→ **Given information**
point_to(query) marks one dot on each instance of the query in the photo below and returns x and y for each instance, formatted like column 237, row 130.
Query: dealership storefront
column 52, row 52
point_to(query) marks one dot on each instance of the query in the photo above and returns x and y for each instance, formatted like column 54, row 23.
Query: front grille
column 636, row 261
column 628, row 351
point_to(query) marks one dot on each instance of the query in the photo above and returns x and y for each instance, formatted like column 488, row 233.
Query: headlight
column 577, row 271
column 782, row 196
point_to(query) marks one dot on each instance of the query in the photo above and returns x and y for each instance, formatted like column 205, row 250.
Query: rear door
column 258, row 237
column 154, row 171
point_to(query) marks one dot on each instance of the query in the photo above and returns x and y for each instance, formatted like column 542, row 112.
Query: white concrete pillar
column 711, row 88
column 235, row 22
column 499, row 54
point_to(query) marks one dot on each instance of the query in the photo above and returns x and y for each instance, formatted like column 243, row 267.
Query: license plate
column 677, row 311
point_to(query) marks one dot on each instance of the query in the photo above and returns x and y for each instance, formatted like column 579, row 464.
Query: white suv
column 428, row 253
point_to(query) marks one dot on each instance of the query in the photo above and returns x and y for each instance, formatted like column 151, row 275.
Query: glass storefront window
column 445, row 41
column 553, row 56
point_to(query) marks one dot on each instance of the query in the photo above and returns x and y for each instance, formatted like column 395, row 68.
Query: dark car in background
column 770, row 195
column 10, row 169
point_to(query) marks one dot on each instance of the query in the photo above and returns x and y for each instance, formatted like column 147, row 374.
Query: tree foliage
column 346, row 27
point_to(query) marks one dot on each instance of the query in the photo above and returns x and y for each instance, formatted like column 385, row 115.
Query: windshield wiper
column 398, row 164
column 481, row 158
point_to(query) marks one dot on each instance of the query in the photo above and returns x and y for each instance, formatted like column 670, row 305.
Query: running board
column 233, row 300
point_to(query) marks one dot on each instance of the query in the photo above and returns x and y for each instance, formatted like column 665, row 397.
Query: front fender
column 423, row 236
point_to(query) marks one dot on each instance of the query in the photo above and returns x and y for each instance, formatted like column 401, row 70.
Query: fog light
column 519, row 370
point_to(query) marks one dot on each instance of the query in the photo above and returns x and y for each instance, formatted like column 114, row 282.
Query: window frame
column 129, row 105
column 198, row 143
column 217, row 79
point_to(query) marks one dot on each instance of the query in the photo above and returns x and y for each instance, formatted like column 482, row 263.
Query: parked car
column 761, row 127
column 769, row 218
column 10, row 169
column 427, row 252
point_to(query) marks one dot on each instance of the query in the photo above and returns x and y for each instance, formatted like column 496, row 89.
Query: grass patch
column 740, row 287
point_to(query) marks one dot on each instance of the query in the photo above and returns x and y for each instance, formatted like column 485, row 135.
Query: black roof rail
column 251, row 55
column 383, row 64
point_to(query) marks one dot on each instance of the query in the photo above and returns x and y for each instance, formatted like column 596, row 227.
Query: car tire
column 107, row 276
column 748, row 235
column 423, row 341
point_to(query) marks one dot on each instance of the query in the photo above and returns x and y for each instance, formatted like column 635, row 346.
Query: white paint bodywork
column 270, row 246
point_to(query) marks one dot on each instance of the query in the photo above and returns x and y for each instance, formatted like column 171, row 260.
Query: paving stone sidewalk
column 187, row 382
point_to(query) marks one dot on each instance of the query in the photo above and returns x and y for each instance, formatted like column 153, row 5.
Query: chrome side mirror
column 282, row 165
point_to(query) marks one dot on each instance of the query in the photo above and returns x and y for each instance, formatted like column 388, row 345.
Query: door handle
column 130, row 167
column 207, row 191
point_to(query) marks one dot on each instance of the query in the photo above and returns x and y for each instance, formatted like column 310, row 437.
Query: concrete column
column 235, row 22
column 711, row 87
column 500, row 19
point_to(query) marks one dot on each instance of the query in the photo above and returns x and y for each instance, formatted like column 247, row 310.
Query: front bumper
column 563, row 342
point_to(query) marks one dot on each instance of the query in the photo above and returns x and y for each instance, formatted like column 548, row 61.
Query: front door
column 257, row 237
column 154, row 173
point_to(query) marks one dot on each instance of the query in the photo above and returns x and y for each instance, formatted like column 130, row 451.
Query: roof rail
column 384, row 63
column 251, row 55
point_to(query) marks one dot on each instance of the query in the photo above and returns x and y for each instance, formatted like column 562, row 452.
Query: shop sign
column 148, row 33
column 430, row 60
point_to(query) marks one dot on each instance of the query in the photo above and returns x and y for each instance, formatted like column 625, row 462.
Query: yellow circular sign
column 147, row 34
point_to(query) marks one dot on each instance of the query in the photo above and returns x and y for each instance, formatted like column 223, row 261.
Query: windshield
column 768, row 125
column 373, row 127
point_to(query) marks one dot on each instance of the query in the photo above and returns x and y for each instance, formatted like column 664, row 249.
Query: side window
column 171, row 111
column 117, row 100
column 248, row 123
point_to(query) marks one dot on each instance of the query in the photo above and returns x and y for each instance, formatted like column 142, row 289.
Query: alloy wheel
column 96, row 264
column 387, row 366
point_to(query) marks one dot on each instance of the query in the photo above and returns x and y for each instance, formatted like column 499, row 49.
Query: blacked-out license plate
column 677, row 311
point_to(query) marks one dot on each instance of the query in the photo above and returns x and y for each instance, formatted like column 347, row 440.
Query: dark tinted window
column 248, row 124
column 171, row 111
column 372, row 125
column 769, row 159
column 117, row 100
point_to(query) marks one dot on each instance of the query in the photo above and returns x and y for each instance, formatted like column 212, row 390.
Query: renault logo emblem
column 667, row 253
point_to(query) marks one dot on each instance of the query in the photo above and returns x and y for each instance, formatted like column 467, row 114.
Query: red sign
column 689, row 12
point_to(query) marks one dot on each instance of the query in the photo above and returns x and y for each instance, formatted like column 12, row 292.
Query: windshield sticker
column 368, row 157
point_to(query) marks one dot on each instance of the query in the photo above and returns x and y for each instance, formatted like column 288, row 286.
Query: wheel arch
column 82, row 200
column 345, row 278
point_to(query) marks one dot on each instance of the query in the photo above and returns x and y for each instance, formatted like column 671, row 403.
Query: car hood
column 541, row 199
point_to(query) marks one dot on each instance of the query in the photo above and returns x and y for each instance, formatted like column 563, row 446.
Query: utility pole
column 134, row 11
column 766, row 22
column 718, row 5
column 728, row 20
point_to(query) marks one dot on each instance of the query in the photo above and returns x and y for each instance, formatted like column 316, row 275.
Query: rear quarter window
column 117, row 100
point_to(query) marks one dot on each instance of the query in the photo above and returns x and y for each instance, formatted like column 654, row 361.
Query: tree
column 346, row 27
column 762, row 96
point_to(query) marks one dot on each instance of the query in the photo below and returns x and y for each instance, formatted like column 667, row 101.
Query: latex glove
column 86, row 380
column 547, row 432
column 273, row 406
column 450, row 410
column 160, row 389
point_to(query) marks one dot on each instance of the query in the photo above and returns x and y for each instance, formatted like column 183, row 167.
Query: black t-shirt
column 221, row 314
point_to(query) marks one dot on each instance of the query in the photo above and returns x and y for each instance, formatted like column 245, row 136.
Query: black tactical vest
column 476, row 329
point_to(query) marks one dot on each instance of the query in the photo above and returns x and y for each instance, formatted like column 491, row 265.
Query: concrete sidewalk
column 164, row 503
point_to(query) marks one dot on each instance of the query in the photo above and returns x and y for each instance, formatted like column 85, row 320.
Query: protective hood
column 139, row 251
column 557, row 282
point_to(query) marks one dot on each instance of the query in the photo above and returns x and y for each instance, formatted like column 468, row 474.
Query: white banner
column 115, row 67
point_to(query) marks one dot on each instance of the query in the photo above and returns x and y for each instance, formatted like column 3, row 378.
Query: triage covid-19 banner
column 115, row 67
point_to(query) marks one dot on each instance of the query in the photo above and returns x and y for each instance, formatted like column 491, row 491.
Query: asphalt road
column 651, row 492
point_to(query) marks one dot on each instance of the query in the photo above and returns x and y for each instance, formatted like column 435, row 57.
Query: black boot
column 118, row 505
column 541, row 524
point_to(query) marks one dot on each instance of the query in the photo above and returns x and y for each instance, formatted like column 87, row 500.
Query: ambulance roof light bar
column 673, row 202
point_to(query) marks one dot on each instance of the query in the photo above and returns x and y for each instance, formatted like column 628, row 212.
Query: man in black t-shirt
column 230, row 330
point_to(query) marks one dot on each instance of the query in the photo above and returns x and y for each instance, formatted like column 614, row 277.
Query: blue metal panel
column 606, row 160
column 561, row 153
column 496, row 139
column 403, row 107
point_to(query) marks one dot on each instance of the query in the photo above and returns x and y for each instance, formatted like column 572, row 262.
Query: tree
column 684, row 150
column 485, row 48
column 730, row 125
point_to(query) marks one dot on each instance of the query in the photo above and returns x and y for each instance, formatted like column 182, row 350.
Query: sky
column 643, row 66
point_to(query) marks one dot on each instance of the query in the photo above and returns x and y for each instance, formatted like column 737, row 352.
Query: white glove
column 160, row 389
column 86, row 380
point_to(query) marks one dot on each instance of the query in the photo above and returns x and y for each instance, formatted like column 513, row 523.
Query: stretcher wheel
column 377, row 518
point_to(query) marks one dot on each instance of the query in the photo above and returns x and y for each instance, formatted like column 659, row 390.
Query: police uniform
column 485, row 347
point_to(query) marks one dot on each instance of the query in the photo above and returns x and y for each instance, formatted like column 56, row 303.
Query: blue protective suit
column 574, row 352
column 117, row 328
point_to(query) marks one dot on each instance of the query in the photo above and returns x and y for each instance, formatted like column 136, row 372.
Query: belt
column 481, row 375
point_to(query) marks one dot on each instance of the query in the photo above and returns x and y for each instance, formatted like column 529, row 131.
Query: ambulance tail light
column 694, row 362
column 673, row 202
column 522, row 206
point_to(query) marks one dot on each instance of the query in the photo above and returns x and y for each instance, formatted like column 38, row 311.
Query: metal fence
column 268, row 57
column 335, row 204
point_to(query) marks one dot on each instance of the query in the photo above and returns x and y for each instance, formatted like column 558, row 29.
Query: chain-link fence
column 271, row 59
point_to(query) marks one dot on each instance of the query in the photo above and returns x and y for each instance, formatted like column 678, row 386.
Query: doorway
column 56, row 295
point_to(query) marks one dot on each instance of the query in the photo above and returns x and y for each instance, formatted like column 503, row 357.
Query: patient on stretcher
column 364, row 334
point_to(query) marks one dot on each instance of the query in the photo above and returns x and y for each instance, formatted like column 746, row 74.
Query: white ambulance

→ **Problem description**
Update the lines starting at the one containing "491, row 491." and ending at the one containing "column 230, row 330". Replace "asphalt road" with "paved road" and leave everything else as it is.

→ **Written answer**
point_to(query) marks one dot on each instance of the query in the photo above and returns x and y for each instance, formatted like column 491, row 491.
Query: paved road
column 651, row 492
point_to(query) marks one dot on each instance of the query in the photo above and returns x and y for each instance, formatted like column 435, row 57.
Query: black boot
column 118, row 505
column 541, row 524
point_to(query) marks one dot on each instance of the query in the photo above and returns x and y for each instance, formatted like column 87, row 500.
Query: ambulance roof light bar
column 673, row 202
point_to(query) marks one dot on each instance of the query in the photo above and returns x and y for each instance, formatted like column 628, row 212.
Query: man in black t-shirt
column 230, row 330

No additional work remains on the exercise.